--- Start of Exercise materials ---

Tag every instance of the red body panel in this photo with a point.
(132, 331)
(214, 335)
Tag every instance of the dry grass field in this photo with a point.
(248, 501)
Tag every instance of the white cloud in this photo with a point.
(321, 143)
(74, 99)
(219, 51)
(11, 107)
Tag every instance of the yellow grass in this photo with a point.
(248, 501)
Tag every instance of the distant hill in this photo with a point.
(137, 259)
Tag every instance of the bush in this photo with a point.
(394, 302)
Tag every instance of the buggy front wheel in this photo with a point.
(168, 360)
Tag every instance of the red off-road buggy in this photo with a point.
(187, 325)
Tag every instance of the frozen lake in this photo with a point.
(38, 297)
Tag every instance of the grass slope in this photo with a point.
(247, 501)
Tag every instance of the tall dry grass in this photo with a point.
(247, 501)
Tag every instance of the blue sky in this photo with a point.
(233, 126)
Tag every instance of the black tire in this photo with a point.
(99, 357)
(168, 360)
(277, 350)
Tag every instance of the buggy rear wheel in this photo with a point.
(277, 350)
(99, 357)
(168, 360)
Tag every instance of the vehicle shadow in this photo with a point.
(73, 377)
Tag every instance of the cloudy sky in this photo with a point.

--- End of Exercise materials ---
--- Start of Exercise materials ---

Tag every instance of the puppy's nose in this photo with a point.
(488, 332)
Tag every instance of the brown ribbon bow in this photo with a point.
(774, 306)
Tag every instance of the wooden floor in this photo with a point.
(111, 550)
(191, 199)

--- End of Exercise materials ---
--- Start of Exercise materials ---

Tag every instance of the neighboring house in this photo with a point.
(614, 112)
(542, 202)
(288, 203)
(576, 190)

--- End of Exercise materials ---

**Your goal:** Output as a JSON list of strings the lines of the entries above, starting at the line that contains "Tag every instance of the grass" and ending at the line that contains "Tag every instance of the cloudy", both included. Use one string per line and omit any blank lines.

**Result for this task:**
[
  "Tag every instance of the grass slope in this photo with a point.",
  "(247, 501)",
  "Tag every instance of the tall dry grass in this photo with a point.",
  "(247, 501)",
  "Tag every instance of the blue sky in this photo with a point.",
  "(233, 126)",
  "Tag every instance of the black tire in this photo with a point.",
  "(99, 357)",
  "(168, 360)",
  "(277, 350)",
  "Tag every instance of the buggy rear wheel in this photo with a point.",
  "(277, 350)",
  "(99, 357)",
  "(168, 360)",
  "Tag every instance of the vehicle shadow in this photo with a point.",
  "(73, 377)",
  "Tag every instance of the cloudy sky in this photo with a point."
]